━━━ RECORDS TO PROCESS
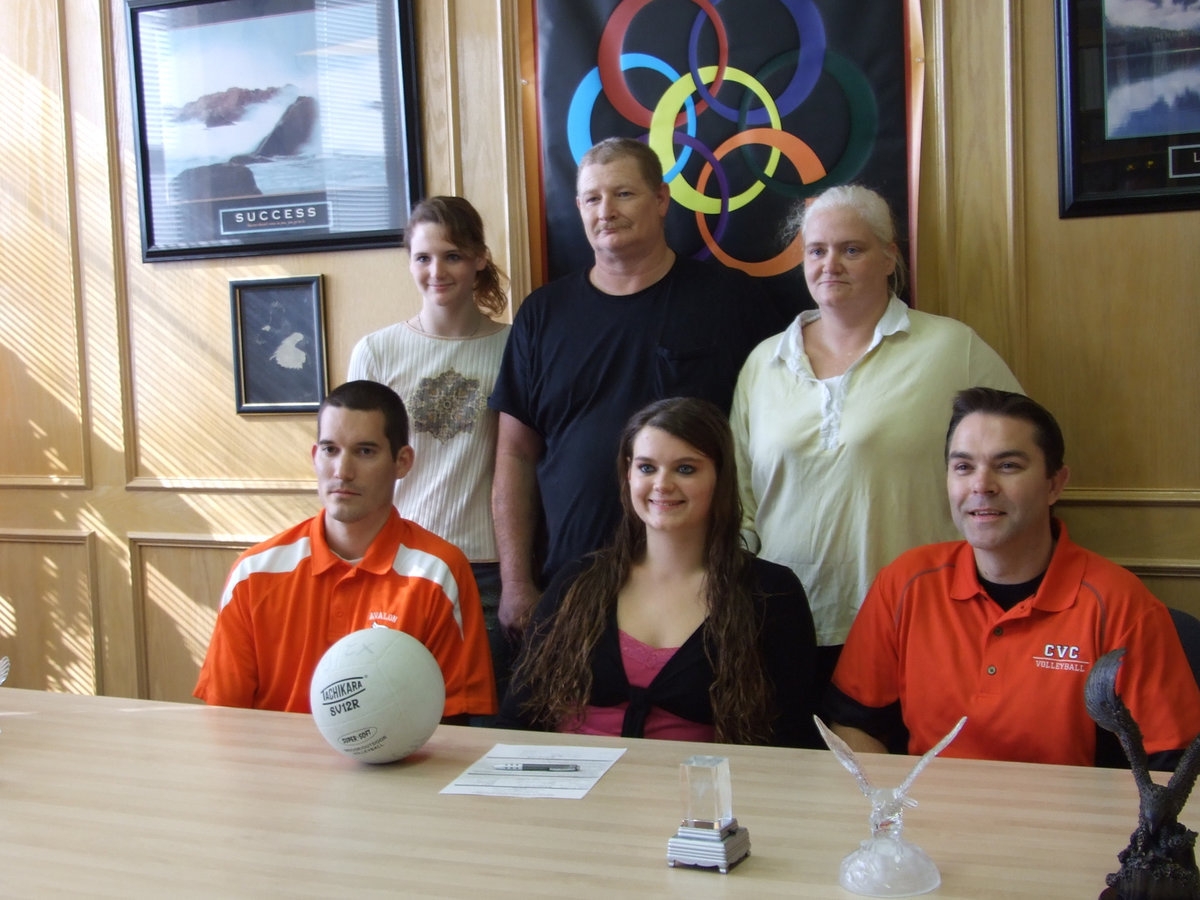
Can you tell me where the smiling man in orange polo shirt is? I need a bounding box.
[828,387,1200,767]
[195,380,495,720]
━━━━━━
━━━ RECORDS TO PROCESS
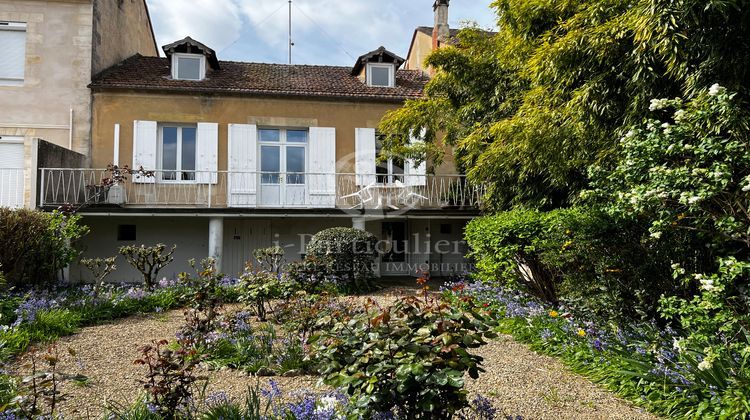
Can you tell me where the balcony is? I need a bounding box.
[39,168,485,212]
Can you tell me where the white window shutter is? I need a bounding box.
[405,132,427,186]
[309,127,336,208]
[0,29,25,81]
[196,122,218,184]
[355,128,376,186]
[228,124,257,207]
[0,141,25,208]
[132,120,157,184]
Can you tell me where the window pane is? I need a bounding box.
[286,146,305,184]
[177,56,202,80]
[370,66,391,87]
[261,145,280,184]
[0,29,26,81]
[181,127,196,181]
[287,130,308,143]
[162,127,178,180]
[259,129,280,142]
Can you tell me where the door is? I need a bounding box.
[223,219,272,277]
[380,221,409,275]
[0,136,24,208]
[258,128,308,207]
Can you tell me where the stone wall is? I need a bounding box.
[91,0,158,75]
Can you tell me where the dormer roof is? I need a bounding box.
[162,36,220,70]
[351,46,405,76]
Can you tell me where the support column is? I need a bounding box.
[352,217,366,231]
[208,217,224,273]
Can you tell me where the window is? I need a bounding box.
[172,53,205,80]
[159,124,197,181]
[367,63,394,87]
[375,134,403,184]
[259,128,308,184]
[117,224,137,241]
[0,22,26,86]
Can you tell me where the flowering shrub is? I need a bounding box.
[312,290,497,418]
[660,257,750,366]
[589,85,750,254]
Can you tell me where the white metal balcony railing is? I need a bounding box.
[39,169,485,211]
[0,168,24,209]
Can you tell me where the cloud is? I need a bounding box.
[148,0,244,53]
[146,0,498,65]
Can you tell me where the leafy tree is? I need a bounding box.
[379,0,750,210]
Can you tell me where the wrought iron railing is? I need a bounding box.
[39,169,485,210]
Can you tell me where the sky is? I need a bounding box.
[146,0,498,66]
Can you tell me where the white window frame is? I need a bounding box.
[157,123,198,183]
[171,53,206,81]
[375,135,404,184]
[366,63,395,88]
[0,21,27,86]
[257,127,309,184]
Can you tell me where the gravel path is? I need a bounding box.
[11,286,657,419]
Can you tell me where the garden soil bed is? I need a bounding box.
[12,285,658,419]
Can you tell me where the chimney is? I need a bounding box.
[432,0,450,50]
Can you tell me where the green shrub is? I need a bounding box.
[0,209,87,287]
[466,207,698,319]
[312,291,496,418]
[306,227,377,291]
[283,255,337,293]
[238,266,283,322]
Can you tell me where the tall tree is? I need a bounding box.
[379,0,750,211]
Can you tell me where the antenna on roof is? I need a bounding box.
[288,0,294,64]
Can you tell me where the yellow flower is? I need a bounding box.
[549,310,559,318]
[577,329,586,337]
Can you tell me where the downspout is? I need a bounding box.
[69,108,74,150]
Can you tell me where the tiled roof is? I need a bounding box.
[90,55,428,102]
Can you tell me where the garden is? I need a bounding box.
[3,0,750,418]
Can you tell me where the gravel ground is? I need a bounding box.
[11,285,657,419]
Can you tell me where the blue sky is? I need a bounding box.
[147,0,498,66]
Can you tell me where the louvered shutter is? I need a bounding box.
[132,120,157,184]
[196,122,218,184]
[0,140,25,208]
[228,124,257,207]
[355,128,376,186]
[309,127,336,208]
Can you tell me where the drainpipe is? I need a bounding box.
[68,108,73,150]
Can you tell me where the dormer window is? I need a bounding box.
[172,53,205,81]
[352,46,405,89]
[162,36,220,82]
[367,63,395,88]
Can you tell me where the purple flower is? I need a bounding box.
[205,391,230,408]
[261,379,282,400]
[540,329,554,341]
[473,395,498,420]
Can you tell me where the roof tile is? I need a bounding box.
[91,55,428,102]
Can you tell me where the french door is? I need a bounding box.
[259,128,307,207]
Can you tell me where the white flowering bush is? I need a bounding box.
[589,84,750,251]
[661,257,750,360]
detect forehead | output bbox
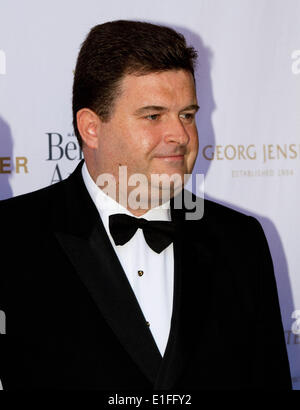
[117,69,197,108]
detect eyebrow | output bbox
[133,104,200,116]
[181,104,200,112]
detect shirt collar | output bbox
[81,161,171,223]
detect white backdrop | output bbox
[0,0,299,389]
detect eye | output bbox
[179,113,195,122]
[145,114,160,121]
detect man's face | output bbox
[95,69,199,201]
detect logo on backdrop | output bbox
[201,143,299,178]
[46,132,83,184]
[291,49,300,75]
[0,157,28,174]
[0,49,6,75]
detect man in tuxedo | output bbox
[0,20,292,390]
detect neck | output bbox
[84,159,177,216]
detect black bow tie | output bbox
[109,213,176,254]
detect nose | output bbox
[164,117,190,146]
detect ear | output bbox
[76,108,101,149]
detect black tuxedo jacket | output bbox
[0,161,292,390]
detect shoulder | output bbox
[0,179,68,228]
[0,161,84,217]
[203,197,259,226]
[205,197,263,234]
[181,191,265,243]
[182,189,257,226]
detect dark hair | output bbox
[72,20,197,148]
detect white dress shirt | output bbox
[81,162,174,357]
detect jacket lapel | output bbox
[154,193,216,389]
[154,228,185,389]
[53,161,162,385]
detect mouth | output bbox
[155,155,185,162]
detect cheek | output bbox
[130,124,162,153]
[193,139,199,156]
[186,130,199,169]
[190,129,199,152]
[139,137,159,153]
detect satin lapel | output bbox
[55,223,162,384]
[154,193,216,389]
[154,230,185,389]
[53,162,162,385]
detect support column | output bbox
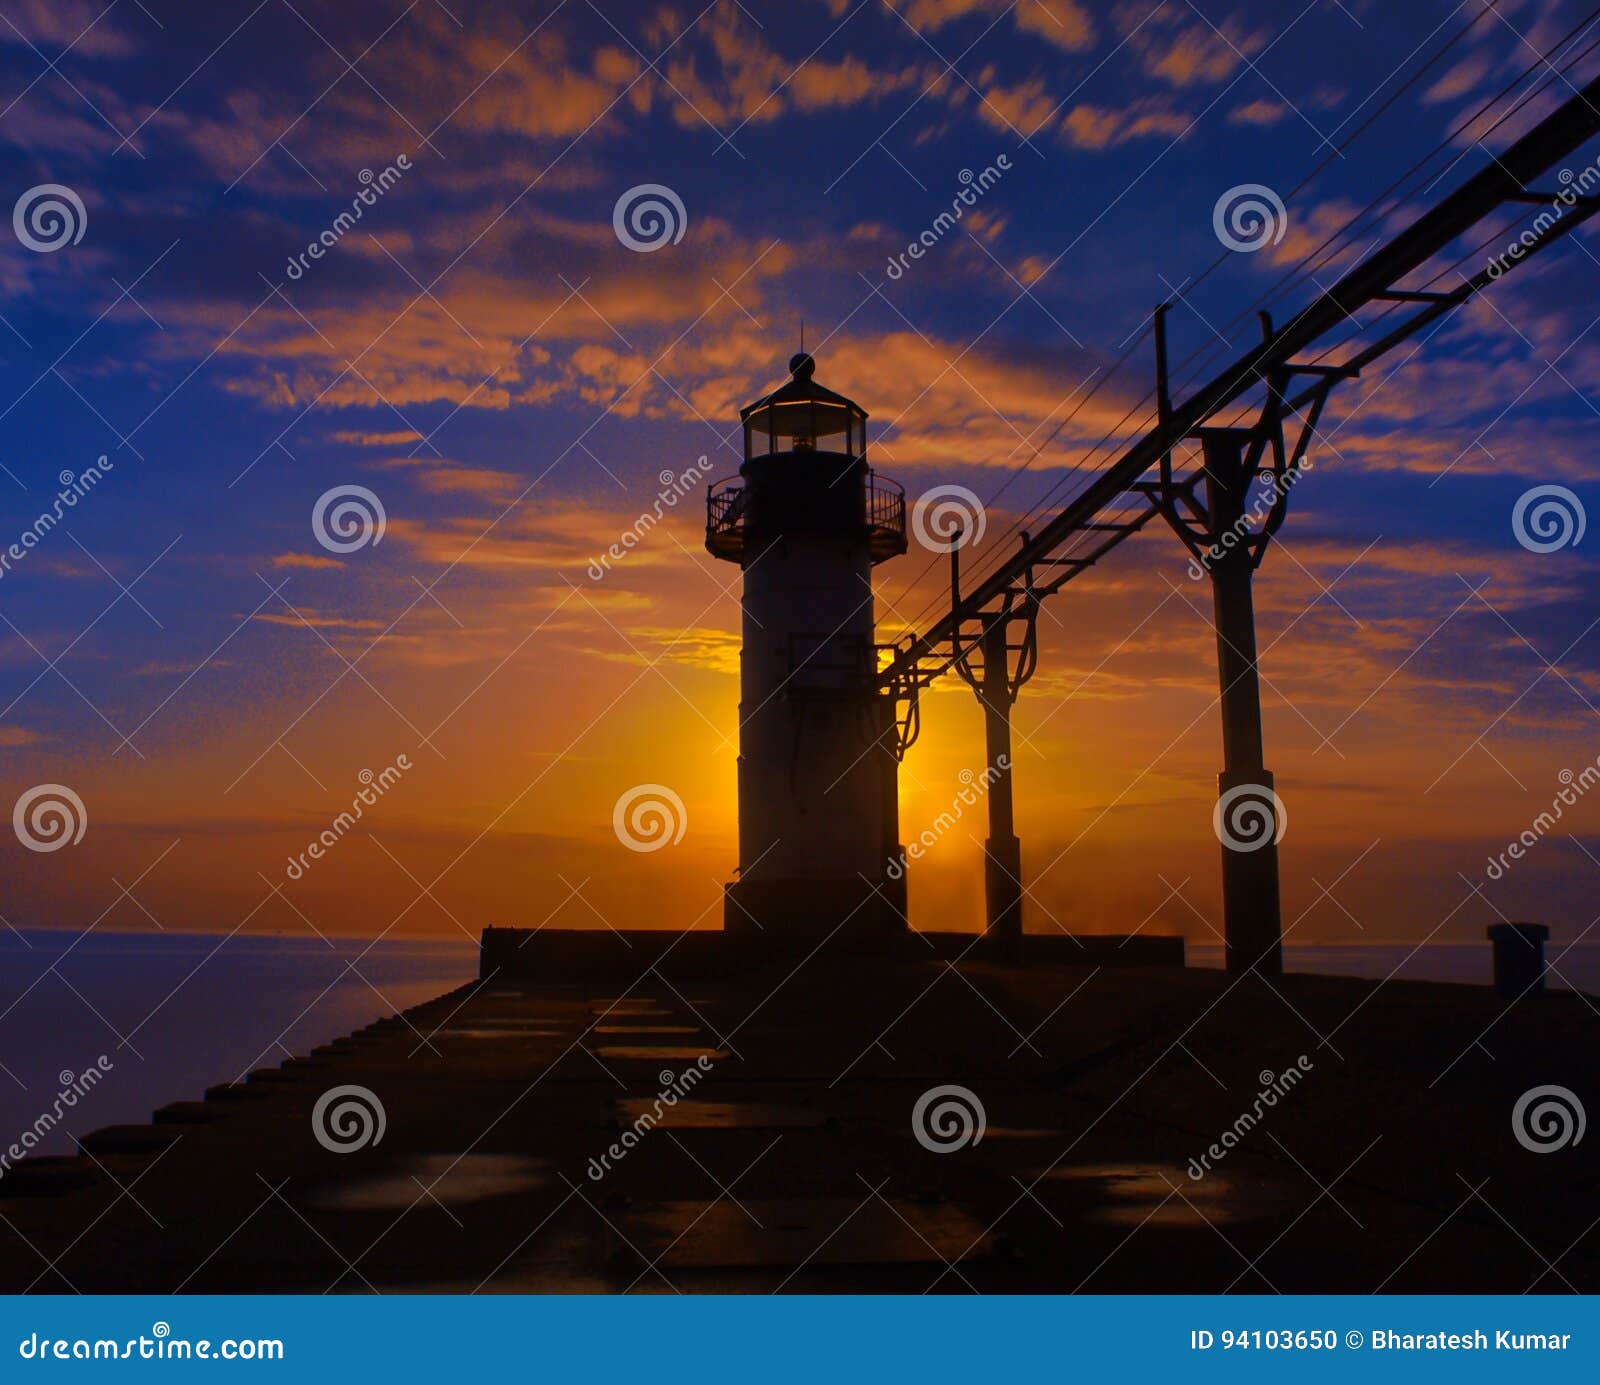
━━━━━━
> [ACTION ITEM]: Retype only this portion of the data above: the line containing "detect white dress shirt | output bbox", the line containing "detect support column | output bbox", and all lines between them, exactly.

> [THE COMPLETED TASK]:
detect white dress shirt | output bbox
[81,162,174,357]
detect jacket lapel | output bbox
[154,193,216,389]
[154,228,185,389]
[53,161,162,385]
detect mouth | output bbox
[155,155,185,162]
detect cheek | output bbox
[130,124,162,153]
[193,139,199,156]
[186,130,199,169]
[190,129,199,152]
[139,137,159,153]
detect satin lapel | output bbox
[55,223,162,384]
[154,193,216,389]
[154,230,185,389]
[53,162,162,385]
detect support column | output bbox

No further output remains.